## [WHAT YOU WILL DO]
Could you revise the material below so that every "Query for this call" becomes "Search term", with everything else left the same?

## [RECORD LIST]

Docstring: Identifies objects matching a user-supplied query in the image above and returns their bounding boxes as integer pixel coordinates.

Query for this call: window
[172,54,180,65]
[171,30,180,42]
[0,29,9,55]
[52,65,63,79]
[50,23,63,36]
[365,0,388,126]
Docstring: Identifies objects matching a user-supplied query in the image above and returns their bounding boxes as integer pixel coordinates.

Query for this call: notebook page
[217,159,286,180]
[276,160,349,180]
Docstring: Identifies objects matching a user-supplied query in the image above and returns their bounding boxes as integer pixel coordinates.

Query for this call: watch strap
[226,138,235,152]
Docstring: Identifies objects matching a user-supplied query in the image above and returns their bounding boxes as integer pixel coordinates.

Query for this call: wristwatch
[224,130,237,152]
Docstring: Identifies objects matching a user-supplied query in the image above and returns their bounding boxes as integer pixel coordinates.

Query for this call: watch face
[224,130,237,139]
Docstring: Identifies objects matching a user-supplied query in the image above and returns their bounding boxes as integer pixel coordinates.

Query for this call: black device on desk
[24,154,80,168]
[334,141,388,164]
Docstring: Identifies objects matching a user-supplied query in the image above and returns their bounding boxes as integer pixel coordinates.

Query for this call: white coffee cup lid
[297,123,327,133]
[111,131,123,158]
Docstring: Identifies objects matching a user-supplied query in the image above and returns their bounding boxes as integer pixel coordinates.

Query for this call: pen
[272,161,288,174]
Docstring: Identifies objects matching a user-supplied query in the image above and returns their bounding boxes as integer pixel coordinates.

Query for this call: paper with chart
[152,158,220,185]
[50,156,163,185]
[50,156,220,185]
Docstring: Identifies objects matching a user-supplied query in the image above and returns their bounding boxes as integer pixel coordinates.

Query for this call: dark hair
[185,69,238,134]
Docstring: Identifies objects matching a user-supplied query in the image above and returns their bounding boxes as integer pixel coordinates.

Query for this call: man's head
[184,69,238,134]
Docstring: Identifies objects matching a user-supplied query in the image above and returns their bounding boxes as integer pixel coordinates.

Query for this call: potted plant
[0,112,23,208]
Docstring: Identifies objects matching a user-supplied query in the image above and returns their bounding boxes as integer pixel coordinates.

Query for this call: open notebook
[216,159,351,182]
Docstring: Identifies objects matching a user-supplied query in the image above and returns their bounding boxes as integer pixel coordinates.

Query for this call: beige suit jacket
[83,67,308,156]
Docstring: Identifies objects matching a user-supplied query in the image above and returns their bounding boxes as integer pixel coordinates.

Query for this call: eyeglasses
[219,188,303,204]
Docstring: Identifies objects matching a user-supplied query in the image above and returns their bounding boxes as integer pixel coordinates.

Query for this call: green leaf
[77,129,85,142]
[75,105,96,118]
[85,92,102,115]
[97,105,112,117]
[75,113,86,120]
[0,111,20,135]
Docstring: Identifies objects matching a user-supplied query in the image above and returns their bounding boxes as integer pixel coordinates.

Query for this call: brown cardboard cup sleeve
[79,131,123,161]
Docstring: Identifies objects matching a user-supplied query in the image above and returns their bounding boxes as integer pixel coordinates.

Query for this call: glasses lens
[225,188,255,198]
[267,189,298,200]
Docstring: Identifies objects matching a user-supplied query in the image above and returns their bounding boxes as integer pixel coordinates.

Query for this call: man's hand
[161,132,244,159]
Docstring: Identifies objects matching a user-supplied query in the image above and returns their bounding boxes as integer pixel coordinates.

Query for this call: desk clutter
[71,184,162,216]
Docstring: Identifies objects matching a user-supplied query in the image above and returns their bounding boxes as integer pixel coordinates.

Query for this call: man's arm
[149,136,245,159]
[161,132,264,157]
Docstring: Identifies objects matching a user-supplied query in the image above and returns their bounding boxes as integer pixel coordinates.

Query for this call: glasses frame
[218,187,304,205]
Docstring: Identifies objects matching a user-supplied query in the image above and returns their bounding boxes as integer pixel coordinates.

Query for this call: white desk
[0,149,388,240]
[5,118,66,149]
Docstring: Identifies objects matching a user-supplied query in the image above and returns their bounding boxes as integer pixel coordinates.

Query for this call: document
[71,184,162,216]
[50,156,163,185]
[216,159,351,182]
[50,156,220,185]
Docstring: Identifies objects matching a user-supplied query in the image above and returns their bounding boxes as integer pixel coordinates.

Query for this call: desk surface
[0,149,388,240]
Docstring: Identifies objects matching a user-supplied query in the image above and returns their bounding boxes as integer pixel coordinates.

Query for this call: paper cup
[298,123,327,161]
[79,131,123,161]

## [REPLY TO THE EXERCISE]
Docstring: Identifies objects matching a user-supplied query in the image above and returns their bounding boxes as integer pixel coordinates.

Search term: window
[172,54,180,65]
[171,30,180,42]
[0,29,9,55]
[52,65,63,79]
[50,23,63,36]
[365,0,388,126]
Docstring: Identifies objects matching a user-supplied query in the image above and returns their bounding boxes as integer pixel coordinates.

Search term: notebook page
[217,159,286,180]
[276,160,349,180]
Docstring: Identifies objects matching a user-supplied query in the image above and returns their bounding boxes as integer pixel coordinates.

Search term: watch strap
[226,138,235,152]
Docstring: Identifies objects matching a user-supplied query in the image above and returns their bounding boxes as integer pixel coordinates.

Search term: wristwatch
[224,130,237,152]
Docstring: Identifies objects matching a user-supplied query in the image above and returns their bounding boxes as integer pixel coordinates.

Search term: watch face
[224,130,237,139]
Docstring: Identifies objects matching a user-supplied query in the image above and returns their bounding boxes as integer pixel coordinates.

Search term: black device on desk
[24,154,80,168]
[334,141,388,164]
Docstring: Identifies objects matching a user-supplied query in the image above and returns their bounding boxes as integer pixel coordinates.

Search term: white coffee cup lid
[297,123,327,133]
[111,131,123,158]
Docstring: Identifies objects matching a user-supplied query in the image above and returns their bounding boxes as integer pixel coordinates.

Search term: pen
[272,161,288,174]
Docstring: Identifies objects matching a user-supplied query in the image above and returns their bounding boxes as integer pixel coordinates.

Search term: paper with chart
[152,158,220,185]
[50,156,163,185]
[50,156,220,185]
Docstring: Identifies objects matching a user-supplied query in the image above and returns their bounding boxes as integer pixel coordinates.

Search term: dark hair
[185,69,238,134]
Docstring: Identifies objects matching a user-supplied query in the image above and returns their bounding boxes as integer pixel coordinates.

Search term: man's head
[184,69,238,134]
Docstring: Identifies objects matching a user-supplied query in the image above and returns their bounding boxes as integer pixel coordinates.

Search term: potted plant
[0,112,23,208]
Docstring: Identifies objects matching a user-supplied query in the image above and returns their bounding boxes as integer pixel coordinates.

Search term: open notebook
[216,159,351,182]
Docstring: Identifies objects matching a user-supplied query in the image above and returns their bounding boxes as integer pixel coordinates.

Search term: beige suit jacket
[83,67,308,156]
Docstring: Identifies objects matching a user-supplied query in the image above and returns their bounding boxes as integer pixel coordinates.

Search term: eyeglasses
[219,188,303,204]
Docstring: Identifies objects matching a user-supplied query in the image above and returns their bounding boxes as integer pixel coordinates.

Search term: green leaf
[77,129,85,142]
[75,105,96,118]
[85,92,102,115]
[97,105,112,117]
[75,113,86,120]
[0,111,20,135]
Docstring: Identifies objects matching a user-supplied query in the image above and returns their bounding boxes as integer pixel coordinates.

Search term: brown cardboard cup sleeve
[79,131,123,161]
Docstring: Identifies objects matching a user-supplied query in the image above and returns their bounding boxes as integer pixel coordinates.

Search term: glasses lens
[225,188,255,198]
[267,189,298,200]
Docstring: Identifies objects matching a user-supplied query in the image above and returns their bounding boxes as integer pixel coordinates.

Search term: man's hand
[161,132,244,159]
Docstring: Identifies objects matching a user-supplied query in the image above and returns their bounding boxes as integer pixel coordinates.

Search term: desk clutter
[71,184,162,216]
Docstring: Identifies objects matching a user-supplied query in the image above and returns their bounding boxes as integer pixel coordinates.

Search term: man's arm
[149,136,245,159]
[161,132,264,157]
Docstring: Identifies objects matching a user-supplied query in the image above and returns their bounding boxes as integer pixel coordinates.

Search term: glasses frame
[218,187,304,205]
Docstring: Identifies objects matching a user-supplied query in the image above and returns their bounding boxes as integer pixel coordinates.

Search term: white desk
[0,149,388,240]
[5,118,66,149]
Docstring: Identifies objects matching a user-supplied query in the image above and returns their bounding boxes as integer pixel coordinates.

Search term: document
[71,184,162,216]
[50,156,163,185]
[216,159,351,182]
[50,156,220,185]
Docstring: Identifies objects matching a user-supplied query in the image above and returns their bounding boxes as integer pixel coordinates.

Search term: desk surface
[0,149,388,240]
Docstring: Identifies objects matching a user-supplied query in the image above and returns their bounding boxes as integer pixel coordinates.

Search term: paper cup
[298,123,327,161]
[79,131,123,161]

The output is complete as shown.